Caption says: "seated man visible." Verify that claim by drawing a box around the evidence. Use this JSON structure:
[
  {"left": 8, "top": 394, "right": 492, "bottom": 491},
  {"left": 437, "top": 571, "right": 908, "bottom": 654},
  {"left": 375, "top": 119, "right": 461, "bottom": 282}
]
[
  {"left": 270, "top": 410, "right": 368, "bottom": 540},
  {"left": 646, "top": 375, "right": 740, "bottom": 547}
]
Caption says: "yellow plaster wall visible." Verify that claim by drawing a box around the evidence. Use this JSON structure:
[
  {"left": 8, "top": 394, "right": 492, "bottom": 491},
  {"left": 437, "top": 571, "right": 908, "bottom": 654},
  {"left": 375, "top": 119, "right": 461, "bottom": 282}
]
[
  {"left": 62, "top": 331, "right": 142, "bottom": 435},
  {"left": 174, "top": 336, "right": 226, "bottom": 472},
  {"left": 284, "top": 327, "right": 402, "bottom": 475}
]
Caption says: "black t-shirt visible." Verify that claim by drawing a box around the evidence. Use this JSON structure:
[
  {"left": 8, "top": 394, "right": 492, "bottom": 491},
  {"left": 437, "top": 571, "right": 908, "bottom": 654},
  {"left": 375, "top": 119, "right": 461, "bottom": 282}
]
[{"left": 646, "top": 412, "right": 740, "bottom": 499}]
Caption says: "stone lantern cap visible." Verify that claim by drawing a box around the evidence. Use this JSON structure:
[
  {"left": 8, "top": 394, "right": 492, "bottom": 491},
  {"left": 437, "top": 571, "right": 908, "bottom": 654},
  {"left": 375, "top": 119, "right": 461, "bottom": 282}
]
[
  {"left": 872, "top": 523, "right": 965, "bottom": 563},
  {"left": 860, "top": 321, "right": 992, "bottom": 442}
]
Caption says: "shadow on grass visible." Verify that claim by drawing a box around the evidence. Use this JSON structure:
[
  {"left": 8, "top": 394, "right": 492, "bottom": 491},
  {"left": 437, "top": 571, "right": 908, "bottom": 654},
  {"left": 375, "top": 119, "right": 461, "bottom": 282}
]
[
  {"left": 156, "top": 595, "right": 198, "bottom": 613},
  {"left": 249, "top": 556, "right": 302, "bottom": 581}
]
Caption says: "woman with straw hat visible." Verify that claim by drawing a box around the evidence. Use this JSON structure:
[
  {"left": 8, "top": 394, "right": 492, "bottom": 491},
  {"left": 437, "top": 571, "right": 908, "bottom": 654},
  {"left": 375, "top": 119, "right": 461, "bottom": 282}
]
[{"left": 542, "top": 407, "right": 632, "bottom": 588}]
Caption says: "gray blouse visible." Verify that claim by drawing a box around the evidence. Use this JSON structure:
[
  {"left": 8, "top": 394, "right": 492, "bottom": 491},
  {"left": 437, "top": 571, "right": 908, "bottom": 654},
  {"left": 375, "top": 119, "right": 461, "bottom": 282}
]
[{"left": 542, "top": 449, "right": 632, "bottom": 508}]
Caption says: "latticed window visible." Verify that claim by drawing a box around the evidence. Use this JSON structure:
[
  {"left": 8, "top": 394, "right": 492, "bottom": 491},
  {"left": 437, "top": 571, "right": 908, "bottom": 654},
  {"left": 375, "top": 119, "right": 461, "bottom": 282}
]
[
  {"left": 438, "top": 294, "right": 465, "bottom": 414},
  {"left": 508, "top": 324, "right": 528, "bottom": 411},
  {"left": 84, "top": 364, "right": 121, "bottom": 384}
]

--

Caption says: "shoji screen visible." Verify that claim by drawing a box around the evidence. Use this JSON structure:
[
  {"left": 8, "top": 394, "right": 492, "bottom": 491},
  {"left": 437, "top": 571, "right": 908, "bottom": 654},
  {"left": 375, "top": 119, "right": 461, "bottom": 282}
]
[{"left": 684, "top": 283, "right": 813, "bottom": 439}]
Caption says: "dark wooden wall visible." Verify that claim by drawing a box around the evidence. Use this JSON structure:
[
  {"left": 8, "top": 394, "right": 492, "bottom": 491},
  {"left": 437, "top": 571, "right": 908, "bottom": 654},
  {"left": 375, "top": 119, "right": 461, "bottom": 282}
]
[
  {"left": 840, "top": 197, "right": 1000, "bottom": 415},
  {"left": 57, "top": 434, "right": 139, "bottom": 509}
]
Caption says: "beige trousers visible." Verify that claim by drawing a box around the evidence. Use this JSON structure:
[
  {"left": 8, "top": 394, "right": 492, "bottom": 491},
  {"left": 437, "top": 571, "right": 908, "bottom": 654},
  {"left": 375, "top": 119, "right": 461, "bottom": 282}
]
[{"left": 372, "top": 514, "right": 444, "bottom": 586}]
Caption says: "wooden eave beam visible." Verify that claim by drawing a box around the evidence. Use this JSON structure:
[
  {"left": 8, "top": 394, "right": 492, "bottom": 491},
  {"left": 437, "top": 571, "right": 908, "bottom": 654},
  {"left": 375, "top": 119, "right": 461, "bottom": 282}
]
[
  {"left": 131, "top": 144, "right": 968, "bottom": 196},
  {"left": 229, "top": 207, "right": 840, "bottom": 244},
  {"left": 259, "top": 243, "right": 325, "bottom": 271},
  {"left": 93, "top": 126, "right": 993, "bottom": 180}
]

## What to produce
Report each line of the data above in which the word "wall" appears, copying every such line in full.

## Reply to the exercise
Caption says: "yellow plaster wall visible." Verify that claim by drawing a box around the evidence. Use this JSON structure:
Caption says: "dark wooden wall visible." Verify that claim by drawing a box around the evidence. Use this JSON structure:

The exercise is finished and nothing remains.